__Assignment__. After locating the line that contains "target | light wood cello" in the records below, write out exactly that line and each line after it through the one that contains "target | white background", and nothing else.

··· Entries supplied ···

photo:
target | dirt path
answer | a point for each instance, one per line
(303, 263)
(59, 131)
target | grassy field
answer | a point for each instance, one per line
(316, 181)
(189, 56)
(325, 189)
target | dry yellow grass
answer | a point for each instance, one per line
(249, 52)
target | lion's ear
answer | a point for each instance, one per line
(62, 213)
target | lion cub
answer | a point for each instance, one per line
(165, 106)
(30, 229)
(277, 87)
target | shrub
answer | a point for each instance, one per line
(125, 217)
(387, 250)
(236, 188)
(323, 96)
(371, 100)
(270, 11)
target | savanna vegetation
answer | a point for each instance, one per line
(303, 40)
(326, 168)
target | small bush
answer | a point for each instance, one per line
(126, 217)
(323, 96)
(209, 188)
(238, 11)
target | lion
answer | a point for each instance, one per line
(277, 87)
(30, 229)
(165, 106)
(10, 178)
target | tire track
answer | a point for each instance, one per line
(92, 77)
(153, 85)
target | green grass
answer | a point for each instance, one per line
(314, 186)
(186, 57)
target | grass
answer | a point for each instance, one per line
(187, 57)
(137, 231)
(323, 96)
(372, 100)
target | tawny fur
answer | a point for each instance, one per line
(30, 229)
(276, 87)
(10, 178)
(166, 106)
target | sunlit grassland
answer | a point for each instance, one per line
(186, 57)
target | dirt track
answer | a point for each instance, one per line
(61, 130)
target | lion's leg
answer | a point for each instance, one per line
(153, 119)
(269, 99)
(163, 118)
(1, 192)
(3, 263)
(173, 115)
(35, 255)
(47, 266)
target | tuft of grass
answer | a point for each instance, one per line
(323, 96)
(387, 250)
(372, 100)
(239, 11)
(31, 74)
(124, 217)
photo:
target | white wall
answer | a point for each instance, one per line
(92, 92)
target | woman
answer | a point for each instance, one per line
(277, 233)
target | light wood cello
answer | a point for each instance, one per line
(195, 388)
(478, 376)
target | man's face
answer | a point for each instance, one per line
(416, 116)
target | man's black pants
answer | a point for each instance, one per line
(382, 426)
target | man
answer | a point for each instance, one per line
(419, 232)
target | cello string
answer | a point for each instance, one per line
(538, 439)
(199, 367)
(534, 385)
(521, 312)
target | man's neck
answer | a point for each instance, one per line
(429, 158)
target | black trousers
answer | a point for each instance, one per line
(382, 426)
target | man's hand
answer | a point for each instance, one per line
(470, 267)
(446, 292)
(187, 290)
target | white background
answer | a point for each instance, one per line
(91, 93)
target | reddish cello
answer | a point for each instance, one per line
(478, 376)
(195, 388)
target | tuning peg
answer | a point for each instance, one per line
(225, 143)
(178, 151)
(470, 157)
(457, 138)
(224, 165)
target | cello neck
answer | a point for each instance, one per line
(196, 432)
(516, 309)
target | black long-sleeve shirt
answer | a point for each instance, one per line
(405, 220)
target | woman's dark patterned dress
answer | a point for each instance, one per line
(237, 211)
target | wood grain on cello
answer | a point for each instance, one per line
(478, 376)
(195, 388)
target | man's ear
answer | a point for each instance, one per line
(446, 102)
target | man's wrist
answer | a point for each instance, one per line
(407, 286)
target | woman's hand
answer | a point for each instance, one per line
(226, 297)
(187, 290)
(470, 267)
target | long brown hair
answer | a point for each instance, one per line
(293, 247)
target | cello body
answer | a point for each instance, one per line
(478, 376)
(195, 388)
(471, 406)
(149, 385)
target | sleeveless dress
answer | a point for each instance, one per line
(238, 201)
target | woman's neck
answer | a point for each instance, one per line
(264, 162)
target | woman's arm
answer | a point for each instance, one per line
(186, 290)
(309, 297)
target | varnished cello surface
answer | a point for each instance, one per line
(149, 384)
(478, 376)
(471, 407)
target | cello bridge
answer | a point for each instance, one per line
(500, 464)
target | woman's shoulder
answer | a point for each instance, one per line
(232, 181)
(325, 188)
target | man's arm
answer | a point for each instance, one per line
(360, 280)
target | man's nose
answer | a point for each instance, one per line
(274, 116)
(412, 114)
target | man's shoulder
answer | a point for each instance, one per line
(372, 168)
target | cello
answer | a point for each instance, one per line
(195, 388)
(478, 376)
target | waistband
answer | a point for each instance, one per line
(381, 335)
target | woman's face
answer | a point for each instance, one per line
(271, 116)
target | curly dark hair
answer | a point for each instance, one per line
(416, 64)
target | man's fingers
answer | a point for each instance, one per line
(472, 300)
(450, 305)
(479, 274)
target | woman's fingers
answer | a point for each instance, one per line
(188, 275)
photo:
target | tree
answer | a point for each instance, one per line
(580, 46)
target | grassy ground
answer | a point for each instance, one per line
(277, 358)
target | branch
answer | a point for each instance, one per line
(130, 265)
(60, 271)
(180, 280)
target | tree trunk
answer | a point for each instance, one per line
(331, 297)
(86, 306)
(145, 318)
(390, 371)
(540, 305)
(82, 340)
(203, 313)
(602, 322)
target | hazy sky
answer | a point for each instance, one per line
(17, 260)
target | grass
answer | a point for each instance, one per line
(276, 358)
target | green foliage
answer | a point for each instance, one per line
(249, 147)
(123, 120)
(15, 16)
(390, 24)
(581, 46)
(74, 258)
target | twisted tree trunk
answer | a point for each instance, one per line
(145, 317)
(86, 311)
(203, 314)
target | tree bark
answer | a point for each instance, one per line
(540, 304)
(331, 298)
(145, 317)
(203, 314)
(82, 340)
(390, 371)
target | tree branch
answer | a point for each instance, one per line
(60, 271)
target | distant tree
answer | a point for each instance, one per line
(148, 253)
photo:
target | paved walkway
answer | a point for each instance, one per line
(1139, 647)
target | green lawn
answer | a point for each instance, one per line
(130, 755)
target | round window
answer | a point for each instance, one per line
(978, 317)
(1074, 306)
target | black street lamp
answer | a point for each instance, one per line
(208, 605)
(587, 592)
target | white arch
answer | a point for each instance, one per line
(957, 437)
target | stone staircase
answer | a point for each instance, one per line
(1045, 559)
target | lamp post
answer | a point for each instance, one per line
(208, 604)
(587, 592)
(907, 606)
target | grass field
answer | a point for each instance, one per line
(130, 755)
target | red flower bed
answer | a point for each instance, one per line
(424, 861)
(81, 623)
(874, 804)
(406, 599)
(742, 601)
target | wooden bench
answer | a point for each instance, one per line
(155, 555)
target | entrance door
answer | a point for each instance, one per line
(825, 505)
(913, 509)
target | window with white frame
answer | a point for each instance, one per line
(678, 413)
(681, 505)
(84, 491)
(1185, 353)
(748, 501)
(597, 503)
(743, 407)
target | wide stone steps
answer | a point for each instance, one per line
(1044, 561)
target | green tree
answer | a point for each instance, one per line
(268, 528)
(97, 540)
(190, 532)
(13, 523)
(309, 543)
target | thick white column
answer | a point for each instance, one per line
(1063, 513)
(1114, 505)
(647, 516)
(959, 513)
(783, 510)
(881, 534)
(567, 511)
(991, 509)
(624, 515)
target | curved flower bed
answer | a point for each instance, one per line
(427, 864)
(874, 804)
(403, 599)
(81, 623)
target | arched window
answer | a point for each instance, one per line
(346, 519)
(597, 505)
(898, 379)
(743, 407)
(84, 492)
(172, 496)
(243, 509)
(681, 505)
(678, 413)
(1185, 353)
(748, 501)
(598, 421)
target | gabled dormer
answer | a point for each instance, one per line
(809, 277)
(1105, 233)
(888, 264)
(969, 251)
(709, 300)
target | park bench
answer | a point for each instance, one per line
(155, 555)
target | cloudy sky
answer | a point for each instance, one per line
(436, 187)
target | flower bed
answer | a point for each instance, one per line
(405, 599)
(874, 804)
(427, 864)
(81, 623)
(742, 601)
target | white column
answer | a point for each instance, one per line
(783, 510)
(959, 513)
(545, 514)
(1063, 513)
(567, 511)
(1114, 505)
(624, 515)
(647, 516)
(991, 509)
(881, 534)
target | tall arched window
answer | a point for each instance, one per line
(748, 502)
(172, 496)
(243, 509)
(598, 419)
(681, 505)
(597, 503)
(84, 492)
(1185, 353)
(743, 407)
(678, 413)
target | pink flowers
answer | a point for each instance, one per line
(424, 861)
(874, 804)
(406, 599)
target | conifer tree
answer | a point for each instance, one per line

···

__Solution for this exercise__.
target | light wood cello
answer | a point for each instance, one per line
(195, 388)
(478, 376)
target | man's face
answer | a point for each instance, one per line
(416, 116)
target | man's black pants
answer | a point for each instance, one per line
(382, 426)
target | man
answer | a point for each instance, one per line
(419, 232)
target | cello string
answer | a point for each instance, one per line
(538, 439)
(199, 367)
(534, 385)
(521, 312)
target | man's neck
answer | a point for each instance, one per line
(429, 158)
target | black trousers
answer | a point for each instance, one per line
(382, 426)
target | man's hand
answer | a point for each instance, one per line
(470, 267)
(446, 292)
(187, 290)
target | white background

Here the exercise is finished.